### Problem
Type out the complete listing below word for word, without its pictures.

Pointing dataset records

╭──

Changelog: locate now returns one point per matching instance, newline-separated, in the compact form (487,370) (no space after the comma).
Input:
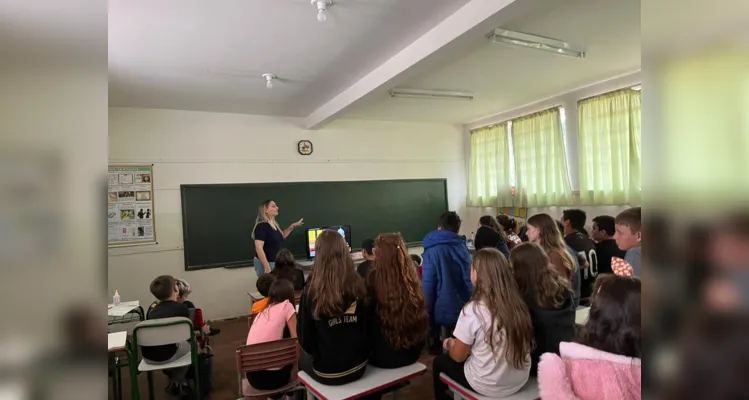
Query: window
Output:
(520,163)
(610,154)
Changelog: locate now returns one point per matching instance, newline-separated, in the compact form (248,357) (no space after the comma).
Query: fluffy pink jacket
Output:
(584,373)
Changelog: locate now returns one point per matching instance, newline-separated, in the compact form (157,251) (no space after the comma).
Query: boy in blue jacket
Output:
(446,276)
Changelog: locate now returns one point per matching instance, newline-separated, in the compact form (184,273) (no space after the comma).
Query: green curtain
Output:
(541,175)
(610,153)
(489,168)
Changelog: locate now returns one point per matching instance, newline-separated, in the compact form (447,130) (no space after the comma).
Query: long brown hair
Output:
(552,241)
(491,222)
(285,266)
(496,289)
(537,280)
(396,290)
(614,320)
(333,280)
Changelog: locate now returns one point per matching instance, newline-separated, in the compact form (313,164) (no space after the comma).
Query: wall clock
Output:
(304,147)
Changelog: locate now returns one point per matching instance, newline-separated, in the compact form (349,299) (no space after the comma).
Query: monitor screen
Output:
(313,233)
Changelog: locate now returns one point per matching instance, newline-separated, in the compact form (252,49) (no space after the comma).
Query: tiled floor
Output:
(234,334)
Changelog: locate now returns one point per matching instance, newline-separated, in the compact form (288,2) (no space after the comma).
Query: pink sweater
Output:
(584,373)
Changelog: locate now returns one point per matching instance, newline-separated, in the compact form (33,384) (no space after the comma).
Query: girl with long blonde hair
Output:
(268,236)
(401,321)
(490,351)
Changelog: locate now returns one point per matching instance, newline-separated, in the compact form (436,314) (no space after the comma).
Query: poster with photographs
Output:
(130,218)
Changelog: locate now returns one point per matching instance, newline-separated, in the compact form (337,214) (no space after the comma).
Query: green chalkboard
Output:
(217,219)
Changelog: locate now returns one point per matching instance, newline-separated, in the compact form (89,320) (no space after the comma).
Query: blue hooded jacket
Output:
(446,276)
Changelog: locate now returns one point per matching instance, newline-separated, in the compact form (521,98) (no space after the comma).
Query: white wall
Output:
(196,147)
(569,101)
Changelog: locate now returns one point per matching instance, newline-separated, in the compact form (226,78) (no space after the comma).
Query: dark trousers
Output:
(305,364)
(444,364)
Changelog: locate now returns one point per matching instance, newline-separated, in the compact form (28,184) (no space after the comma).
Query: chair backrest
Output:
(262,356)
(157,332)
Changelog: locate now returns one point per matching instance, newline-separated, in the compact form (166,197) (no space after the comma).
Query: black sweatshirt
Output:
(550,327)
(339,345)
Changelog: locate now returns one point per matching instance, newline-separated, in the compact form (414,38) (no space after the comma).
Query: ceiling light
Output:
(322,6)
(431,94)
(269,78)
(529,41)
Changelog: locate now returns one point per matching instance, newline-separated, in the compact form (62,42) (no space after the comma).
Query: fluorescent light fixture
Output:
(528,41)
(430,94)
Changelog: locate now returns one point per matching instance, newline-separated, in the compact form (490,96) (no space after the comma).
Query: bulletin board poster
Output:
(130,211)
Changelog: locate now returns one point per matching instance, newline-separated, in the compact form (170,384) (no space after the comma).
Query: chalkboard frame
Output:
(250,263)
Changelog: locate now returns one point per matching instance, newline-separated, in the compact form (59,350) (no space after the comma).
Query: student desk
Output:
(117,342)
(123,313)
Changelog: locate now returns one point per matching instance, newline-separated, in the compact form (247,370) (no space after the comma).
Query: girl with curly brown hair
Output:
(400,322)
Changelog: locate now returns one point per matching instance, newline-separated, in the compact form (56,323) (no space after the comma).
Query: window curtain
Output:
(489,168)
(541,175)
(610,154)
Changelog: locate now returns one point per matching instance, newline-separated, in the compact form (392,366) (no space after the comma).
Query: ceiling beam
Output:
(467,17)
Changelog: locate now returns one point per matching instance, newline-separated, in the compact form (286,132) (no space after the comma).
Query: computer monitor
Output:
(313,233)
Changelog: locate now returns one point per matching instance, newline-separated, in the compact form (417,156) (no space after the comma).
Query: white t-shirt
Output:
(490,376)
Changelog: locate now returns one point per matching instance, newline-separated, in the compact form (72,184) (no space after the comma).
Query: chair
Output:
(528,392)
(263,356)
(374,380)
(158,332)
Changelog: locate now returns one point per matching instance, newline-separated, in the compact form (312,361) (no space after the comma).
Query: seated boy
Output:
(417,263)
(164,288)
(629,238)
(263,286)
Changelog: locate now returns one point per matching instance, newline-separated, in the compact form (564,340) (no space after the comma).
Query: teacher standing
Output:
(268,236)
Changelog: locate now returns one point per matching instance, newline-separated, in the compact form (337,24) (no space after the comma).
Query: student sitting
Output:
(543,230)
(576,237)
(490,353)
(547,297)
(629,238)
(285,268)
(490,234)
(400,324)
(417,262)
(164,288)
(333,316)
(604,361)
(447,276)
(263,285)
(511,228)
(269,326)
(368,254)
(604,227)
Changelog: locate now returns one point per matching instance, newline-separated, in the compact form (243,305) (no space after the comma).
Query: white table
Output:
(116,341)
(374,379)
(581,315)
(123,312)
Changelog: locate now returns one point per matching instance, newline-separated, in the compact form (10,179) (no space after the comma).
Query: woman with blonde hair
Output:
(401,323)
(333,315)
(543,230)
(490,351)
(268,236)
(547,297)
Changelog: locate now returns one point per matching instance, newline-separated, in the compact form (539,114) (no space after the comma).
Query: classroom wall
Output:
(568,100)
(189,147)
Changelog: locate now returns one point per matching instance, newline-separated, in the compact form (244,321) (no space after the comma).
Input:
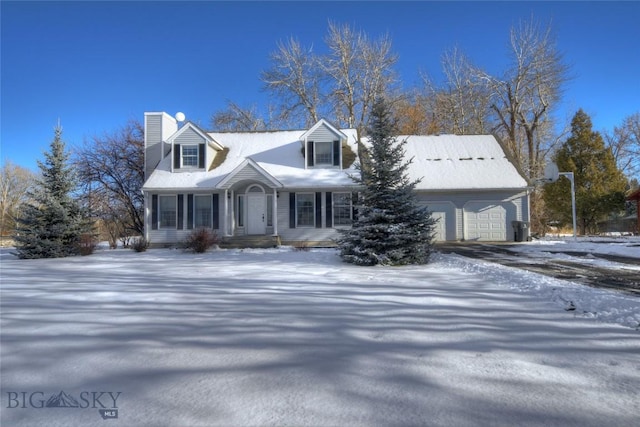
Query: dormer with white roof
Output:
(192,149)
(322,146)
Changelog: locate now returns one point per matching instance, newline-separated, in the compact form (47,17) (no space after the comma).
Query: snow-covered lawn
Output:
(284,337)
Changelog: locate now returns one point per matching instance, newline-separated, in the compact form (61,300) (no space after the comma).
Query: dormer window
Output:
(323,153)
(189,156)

╰──

### Result
Changelog: locate now returns one point per matching instance, newline-separated, in the compact form (487,370) (no space after the comma).
Input:
Query: window
Output:
(520,163)
(610,154)
Changelog: locate now returns one point per matching instance, newline-separated, in the compact form (248,357) (no space after the comma).
Query: fluffy pink jacket
Output:
(584,373)
Changelog: locate now returns one point per matching instance, newline-separated, in the compact form (157,251) (no space after the comma).
Query: boy in blue jacket
Output:
(446,276)
Changelog: locate now returns one point per matching instance, newline-separated, in the compact form (184,273) (no space after the comma).
Query: green curtain
Output:
(541,175)
(610,153)
(489,168)
Changelog: locate now returns one point per matching instance, newline-separated, in the compact form (447,130) (no space after the comma).
Query: long brown hair
Output:
(552,241)
(491,222)
(285,266)
(496,289)
(537,280)
(396,290)
(614,320)
(333,280)
Changelog: locate now returns one point per matching instance, newline-separated, in the compact form (313,164) (no space after the comma).
Query: wall clock
Output:
(304,147)
Changelog: locate now returns one point per matching instance, newline-separated, in the compact form (349,299) (no space after the comma).
Query: monitor screen
Output:
(313,233)
Changelog: locate now returns one point per matching instance, newline-separated, in the compact form (252,49) (no space after the comma).
Query: tiled floor
Output:
(234,334)
Changelog: locate now returns one point per matching instance, newline-separated, in the compact form (288,2) (no space after the comma).
Query: pink sweater
Output:
(584,373)
Changelog: locate now returns one point per matching instance, newline-separated, in the compact form (33,384) (no space after the comma).
Query: girl with long blonde hair
Output:
(268,236)
(401,321)
(490,351)
Changelog: locate now returns one point per matching instance, newline-separated, in the compact form (436,314) (no space after the comma).
Query: poster with photographs
Output:
(130,218)
Changelog: locate now returns one point per matching instance, newline-separated, in the compact form (337,214) (no space after the comma).
Query: green chalkboard
Output:
(217,219)
Changelog: locate now returns one point per matching instance, newline-separated, in the compact form (89,320) (no space after the comma).
Query: blue hooded jacket
Output:
(446,276)
Changelog: locate now returns one point per matching instance, newline-separated, in the compact form (521,98) (no space after the comma).
Query: white wall
Output:
(196,147)
(569,101)
Changelog: locate now returns one point per matching instance, newline-separated, in the compact form (226,78) (no space after the comma).
Query: dark trousers
Output:
(305,364)
(444,364)
Changelog: locate now returns one point per matching instance, newline-separated, in the compact form (28,184) (no space after the comma).
Query: chair backrest
Output:
(262,356)
(157,332)
Changelog: locate now returns one point per matching instance, newline-separated, in the compact form (166,197) (no space after the comma).
Query: black sweatshirt
Output:
(550,327)
(339,345)
Changelog: locate now returns one point per matching instance, newline-separated, in the compact form (414,38) (no space after the comma).
Query: ceiling light
Output:
(322,6)
(431,94)
(269,78)
(529,41)
Changelog: locate now returns one point per matching instance, newline-separated, in the compact form (62,42) (no space after the comma).
Query: fluorescent light fixture
Output:
(528,41)
(430,94)
Changelog: locate now returns one point per matching instance, newline-separated, in the compact form (490,96) (no space after the comma).
Query: bulletin board poster
Output:
(130,211)
Changelog: locate now returns one point per matching instance, newline-separated, in the compact form (170,384) (no space after the comma).
Query: chalkboard frame
Output:
(250,263)
Changelog: locate now returns one point per matching instance, newline-separated, in the compact form (59,350) (no space after the comma).
Query: student desk
Output:
(117,342)
(123,313)
Changelog: locate now returns one point per matching instance, newline-separated, in the compact form (247,370) (no space after the comma).
Query: girl with curly brown hair
Output:
(400,322)
Changelog: locate now returns one point per matching instance, newline-separated, in the compact form (56,323) (no space after the comma).
Query: window curtain
Output:
(489,168)
(541,175)
(610,154)
Changelog: locate now returns one point per matching instance, newline-separated, in the compact form (392,366) (no space after the comma).
Query: ceiling beam
Output:
(467,17)
Changelog: locate now returns one point per matching instance, newline-separated, in the compact form (286,132) (no space after the comma).
Query: computer monitor
Output:
(313,233)
Changelog: locate now returns one point per matching instance, newline-separated, in the compact form (417,156) (no space after the comma).
Query: white t-shirt
Output:
(490,376)
Changelog: locate now returns one point per matching instance, newline-separated, in the compact form (72,184) (no space after the comma).
Query: chair
Output:
(528,392)
(263,356)
(374,380)
(158,332)
Changelog: locate now returns one point per matching instance, newline-separated, in the compact form (312,361) (no space after the comma).
Query: seated boy
Output:
(417,263)
(164,288)
(629,238)
(263,286)
Changelog: locate now returns one point per matching instance, newline-separated, in the compact form (564,340) (no space after the comma).
Query: teacher standing
Output:
(268,236)
Changelog: locate now returns one point per matching instance, newline-separated, in the compact form (337,24) (no space after the comma).
Query: student sitting
Output:
(543,230)
(576,237)
(490,353)
(547,297)
(629,238)
(285,268)
(490,234)
(400,324)
(417,262)
(164,288)
(333,316)
(604,361)
(447,276)
(263,285)
(511,228)
(269,326)
(368,254)
(604,227)
Changelog: locate now returns one point per matching instance, newline-separated, in the compact form (243,305) (no space after the comma).
Query: white table
Output:
(116,341)
(374,379)
(581,315)
(123,312)
Changelog: locate now returns one point per matching instance, newline-separated, in the compact form (10,179) (no space after the comma).
Query: woman with blonde hair
Output:
(401,323)
(333,315)
(543,230)
(490,351)
(268,236)
(547,297)
Changelog: locate now returns one point per matching instance, newline-separated, in the compact form (539,114) (no space after the comma).
Query: classroom wall
Output:
(568,100)
(189,147)
Changelog: locate now returns one point per matching instance, newline-separated, in the compact form (244,321) (no space after the comma).
Input:
Query: dormer with white roof
Output:
(192,149)
(322,146)
Changelog: locate now returns one point per matching instance, newline-separated, in the compact form (47,17) (no space after the comma).
Query: snow-covered lawn
Output:
(284,337)
Changelog: locate now returns one point per matching instance, newline-separated, in the compact form (61,300) (no space after the comma).
Query: dormer window
Output:
(323,153)
(189,156)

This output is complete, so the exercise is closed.